▽
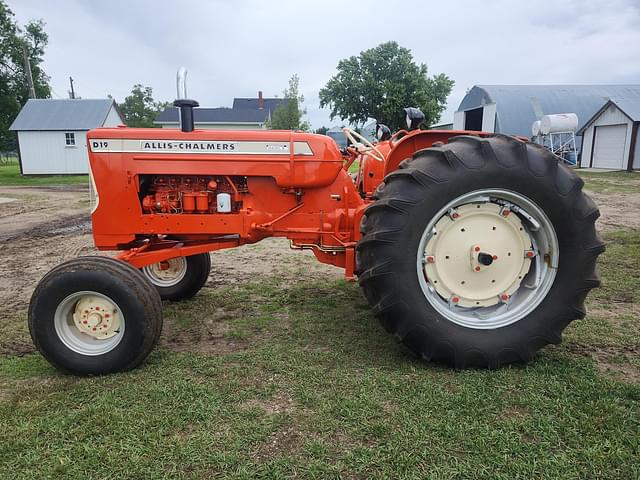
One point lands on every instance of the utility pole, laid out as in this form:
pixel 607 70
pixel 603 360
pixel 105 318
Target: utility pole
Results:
pixel 27 69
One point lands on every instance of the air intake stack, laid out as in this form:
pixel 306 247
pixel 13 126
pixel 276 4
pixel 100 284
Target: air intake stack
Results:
pixel 185 105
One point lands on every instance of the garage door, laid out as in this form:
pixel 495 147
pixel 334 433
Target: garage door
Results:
pixel 608 150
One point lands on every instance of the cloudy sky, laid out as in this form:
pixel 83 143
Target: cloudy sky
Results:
pixel 235 48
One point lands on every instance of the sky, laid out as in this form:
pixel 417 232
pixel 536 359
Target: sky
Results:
pixel 235 48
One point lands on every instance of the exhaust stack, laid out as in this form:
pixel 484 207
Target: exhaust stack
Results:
pixel 183 103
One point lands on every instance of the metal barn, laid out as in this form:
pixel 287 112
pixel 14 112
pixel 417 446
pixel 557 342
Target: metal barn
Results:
pixel 512 109
pixel 611 136
pixel 52 134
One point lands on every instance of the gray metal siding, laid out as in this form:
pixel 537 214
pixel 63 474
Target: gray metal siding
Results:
pixel 45 153
pixel 611 116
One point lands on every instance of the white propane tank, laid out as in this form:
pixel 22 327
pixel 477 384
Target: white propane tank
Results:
pixel 560 122
pixel 535 128
pixel 223 201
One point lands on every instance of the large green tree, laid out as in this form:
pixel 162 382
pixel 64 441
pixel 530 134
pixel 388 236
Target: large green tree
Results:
pixel 139 109
pixel 379 83
pixel 288 115
pixel 14 88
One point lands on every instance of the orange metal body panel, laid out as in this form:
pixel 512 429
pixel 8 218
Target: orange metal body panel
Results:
pixel 303 194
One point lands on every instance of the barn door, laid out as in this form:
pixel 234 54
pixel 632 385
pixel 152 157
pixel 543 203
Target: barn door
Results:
pixel 609 145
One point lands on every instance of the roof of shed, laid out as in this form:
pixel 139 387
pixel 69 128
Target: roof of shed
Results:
pixel 53 114
pixel 252 103
pixel 518 106
pixel 629 106
pixel 215 115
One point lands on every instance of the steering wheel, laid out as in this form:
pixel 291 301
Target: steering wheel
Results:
pixel 363 145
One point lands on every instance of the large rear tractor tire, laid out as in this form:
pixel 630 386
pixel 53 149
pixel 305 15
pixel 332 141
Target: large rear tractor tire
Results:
pixel 479 252
pixel 179 278
pixel 95 315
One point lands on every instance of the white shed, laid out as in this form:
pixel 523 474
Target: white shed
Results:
pixel 52 134
pixel 610 137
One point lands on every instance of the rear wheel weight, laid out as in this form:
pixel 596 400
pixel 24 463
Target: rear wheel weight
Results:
pixel 179 278
pixel 95 315
pixel 417 292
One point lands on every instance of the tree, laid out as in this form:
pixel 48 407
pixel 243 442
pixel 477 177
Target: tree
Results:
pixel 288 115
pixel 140 109
pixel 379 83
pixel 14 89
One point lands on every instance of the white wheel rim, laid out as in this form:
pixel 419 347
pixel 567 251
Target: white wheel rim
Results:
pixel 523 249
pixel 167 273
pixel 89 323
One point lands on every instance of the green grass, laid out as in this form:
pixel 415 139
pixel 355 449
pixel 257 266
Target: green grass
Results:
pixel 302 382
pixel 611 182
pixel 10 175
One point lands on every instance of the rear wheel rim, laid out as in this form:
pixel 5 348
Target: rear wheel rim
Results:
pixel 167 273
pixel 494 262
pixel 89 323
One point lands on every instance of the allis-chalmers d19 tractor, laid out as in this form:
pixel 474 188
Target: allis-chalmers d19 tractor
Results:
pixel 473 249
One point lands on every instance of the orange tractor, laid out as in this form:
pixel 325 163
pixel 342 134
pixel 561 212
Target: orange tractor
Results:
pixel 473 249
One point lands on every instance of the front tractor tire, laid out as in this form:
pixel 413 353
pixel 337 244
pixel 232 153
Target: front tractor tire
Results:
pixel 179 278
pixel 479 252
pixel 95 315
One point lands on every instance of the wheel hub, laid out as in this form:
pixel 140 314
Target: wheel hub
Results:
pixel 477 255
pixel 168 272
pixel 97 317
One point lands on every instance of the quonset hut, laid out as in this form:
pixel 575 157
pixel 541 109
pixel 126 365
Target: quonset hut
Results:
pixel 512 109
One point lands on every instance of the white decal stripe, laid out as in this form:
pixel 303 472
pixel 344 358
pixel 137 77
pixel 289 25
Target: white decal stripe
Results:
pixel 218 147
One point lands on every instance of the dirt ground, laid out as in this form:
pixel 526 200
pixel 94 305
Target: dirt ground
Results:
pixel 41 227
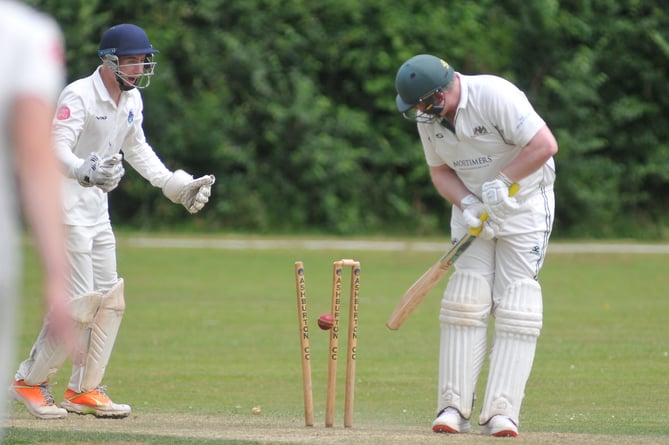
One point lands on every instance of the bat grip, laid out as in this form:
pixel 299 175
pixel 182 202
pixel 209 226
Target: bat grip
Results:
pixel 476 231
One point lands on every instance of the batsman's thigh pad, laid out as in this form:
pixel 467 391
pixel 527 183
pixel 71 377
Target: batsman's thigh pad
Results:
pixel 518 322
pixel 48 353
pixel 90 368
pixel 465 309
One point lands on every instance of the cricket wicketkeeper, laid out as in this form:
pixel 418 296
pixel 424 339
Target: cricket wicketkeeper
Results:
pixel 98 125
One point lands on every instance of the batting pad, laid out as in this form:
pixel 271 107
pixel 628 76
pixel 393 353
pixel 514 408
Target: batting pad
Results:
pixel 48 354
pixel 518 321
pixel 89 370
pixel 465 309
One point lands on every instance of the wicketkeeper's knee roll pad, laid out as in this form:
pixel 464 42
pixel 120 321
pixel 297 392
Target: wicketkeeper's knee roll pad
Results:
pixel 103 335
pixel 518 321
pixel 48 353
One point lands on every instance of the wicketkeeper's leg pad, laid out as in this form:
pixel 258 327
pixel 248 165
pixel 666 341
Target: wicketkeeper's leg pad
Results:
pixel 48 354
pixel 465 309
pixel 518 322
pixel 90 367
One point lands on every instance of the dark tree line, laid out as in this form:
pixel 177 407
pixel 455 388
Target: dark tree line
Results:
pixel 291 105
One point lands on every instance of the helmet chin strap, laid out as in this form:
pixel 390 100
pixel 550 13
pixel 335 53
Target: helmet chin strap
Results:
pixel 123 85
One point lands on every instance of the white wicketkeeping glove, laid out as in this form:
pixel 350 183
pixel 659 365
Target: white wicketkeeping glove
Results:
pixel 110 172
pixel 497 201
pixel 472 209
pixel 193 194
pixel 103 173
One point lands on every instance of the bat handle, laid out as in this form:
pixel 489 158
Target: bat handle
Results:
pixel 476 231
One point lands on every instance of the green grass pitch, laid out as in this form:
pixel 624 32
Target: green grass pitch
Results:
pixel 210 333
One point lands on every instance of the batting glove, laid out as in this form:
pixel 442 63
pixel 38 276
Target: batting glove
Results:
pixel 193 194
pixel 110 171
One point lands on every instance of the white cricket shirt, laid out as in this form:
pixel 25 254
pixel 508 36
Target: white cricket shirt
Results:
pixel 88 120
pixel 493 122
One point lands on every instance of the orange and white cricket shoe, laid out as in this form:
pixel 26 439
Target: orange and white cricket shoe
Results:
pixel 95 402
pixel 500 426
pixel 38 400
pixel 449 420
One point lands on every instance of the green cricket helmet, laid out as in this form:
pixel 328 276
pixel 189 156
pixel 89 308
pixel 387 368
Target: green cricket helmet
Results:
pixel 418 78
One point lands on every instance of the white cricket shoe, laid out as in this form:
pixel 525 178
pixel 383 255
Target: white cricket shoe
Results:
pixel 500 426
pixel 450 420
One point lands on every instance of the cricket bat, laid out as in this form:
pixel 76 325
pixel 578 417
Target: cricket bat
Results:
pixel 419 290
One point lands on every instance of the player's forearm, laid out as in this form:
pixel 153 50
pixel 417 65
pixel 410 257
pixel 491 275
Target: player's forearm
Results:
pixel 39 185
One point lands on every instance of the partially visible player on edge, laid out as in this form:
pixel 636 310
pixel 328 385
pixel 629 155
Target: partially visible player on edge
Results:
pixel 98 123
pixel 480 135
pixel 32 73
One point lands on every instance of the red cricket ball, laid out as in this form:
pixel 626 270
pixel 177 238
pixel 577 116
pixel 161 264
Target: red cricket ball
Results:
pixel 325 322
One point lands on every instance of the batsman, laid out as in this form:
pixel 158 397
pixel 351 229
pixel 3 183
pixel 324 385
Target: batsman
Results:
pixel 98 127
pixel 481 136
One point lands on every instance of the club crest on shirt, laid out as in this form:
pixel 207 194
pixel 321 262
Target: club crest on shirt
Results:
pixel 479 131
pixel 63 113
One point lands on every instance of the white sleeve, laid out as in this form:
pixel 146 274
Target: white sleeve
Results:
pixel 42 71
pixel 68 124
pixel 141 156
pixel 433 159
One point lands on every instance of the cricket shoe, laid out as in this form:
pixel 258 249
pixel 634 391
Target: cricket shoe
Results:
pixel 500 426
pixel 449 420
pixel 95 402
pixel 38 400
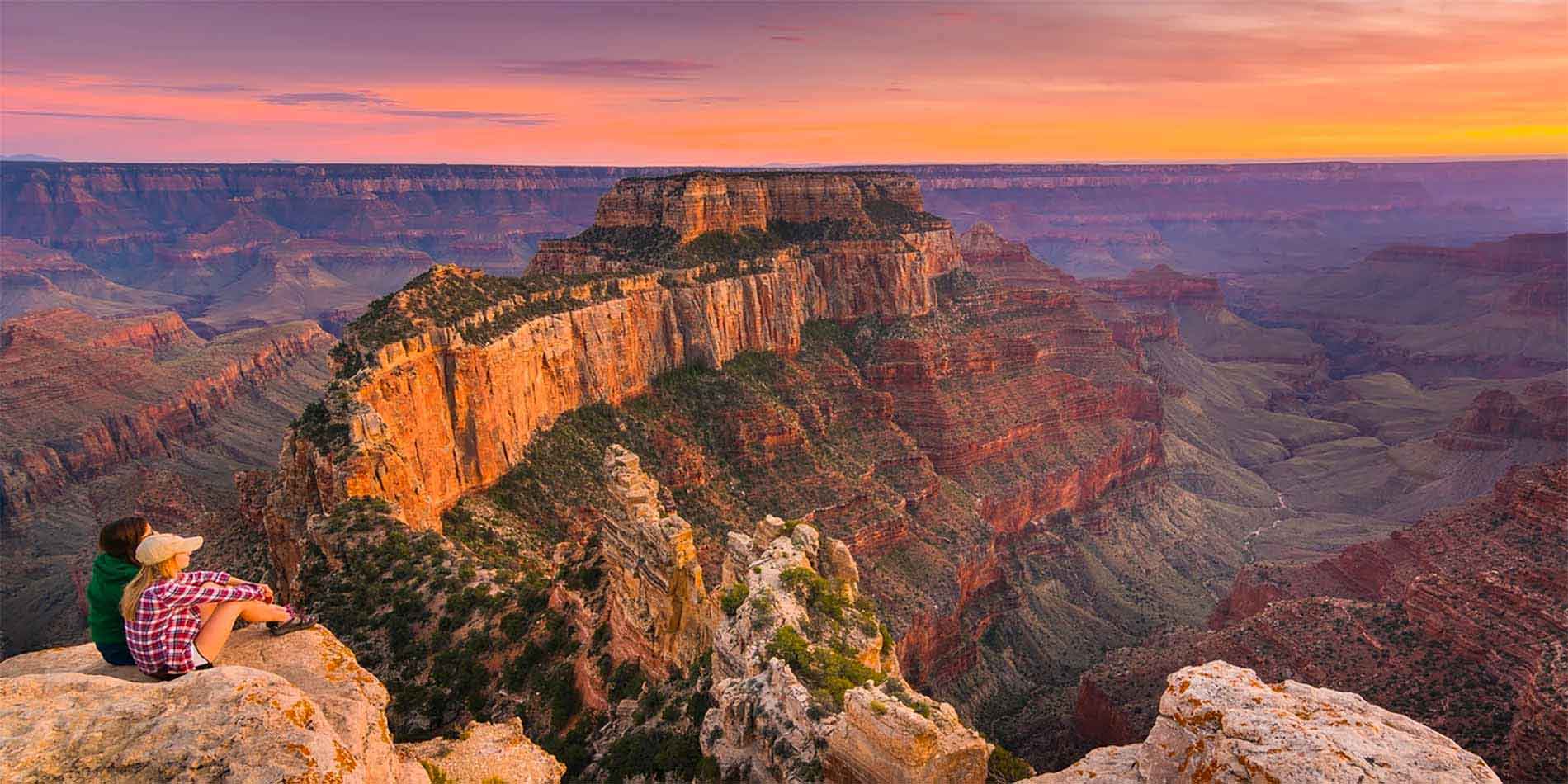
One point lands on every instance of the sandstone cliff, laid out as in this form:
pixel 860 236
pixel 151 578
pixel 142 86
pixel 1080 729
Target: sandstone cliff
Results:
pixel 273 711
pixel 461 371
pixel 659 612
pixel 786 664
pixel 80 395
pixel 1456 621
pixel 1222 723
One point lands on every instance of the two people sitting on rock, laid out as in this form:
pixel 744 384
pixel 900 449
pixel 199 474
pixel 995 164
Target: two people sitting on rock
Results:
pixel 172 621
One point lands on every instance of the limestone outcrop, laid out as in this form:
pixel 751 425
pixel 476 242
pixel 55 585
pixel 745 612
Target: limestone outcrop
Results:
pixel 659 611
pixel 805 681
pixel 1222 723
pixel 289 709
pixel 80 395
pixel 489 753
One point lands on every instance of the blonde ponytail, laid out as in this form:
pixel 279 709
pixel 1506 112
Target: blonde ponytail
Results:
pixel 144 579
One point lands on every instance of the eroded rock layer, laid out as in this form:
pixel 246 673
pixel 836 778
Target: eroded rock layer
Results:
pixel 80 395
pixel 1222 723
pixel 275 709
pixel 1457 621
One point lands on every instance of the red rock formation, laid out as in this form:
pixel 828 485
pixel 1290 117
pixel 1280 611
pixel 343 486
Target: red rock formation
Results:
pixel 1458 621
pixel 1160 287
pixel 80 395
pixel 438 416
pixel 705 201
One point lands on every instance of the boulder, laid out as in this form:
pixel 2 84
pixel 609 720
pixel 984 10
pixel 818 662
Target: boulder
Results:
pixel 486 753
pixel 1222 723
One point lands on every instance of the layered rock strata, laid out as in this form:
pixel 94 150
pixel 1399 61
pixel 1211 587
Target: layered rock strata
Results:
pixel 275 709
pixel 659 612
pixel 1222 723
pixel 447 407
pixel 80 395
pixel 796 609
pixel 1457 621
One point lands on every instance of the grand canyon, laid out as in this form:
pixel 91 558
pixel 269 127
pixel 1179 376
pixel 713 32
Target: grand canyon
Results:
pixel 720 463
pixel 658 392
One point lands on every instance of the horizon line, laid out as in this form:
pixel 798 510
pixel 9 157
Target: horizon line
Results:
pixel 1543 157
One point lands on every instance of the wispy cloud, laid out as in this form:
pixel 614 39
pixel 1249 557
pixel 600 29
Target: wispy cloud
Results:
pixel 698 99
pixel 505 118
pixel 217 88
pixel 607 68
pixel 90 115
pixel 301 99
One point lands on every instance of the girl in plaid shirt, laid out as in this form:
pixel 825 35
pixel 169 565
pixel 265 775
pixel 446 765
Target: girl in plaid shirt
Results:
pixel 177 621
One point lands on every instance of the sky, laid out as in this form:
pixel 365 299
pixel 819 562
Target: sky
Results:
pixel 750 83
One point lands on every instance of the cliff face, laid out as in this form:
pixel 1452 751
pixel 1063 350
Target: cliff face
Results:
pixel 437 414
pixel 83 395
pixel 1429 313
pixel 1457 621
pixel 1496 418
pixel 698 203
pixel 786 662
pixel 659 612
pixel 1222 723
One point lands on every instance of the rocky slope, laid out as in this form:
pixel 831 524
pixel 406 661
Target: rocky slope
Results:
pixel 83 395
pixel 461 371
pixel 974 454
pixel 275 709
pixel 102 418
pixel 1457 621
pixel 1222 723
pixel 200 229
pixel 1430 313
pixel 805 681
△
▶ [Instructions to follow]:
Rewrite the records starting with the line that contains "One point lands on every instance of the gray" and going on through the line that contains "pixel 363 145", renaming "propane tank" to "gas cylinder" and leaving all else unchanged.

▶ [Output of the task]:
One point lands on every instance of the gray metal siding, laid out as in this form:
pixel 537 214
pixel 63 474
Target: gray metal siding
Results:
pixel 45 153
pixel 611 116
One point lands on every instance of the white gas cylinder, laid out as in this form:
pixel 22 327
pixel 477 384
Target: white gas cylinder
Results:
pixel 560 122
pixel 535 128
pixel 223 201
One point lands on every instance of the large green tree, laid out as in this form:
pixel 162 382
pixel 64 441
pixel 530 134
pixel 388 236
Target: large green tree
Results:
pixel 139 109
pixel 379 83
pixel 288 115
pixel 14 88
One point lands on every instance of the orange metal body panel, laid out as in this form:
pixel 512 429
pixel 8 218
Target: orange metal body panel
Results:
pixel 303 194
One point lands on every instance of the barn door, laid out as in this form:
pixel 234 54
pixel 632 385
pixel 152 157
pixel 543 203
Target: barn door
Results:
pixel 609 145
One point lands on every instance of the roof of shed, laid out as in this form:
pixel 139 387
pixel 69 128
Target: roof of shed
Results:
pixel 53 114
pixel 252 103
pixel 518 106
pixel 629 106
pixel 215 115
One point lands on every instance of the steering wheel, laid out as in this form:
pixel 291 301
Target: steering wheel
Results:
pixel 363 145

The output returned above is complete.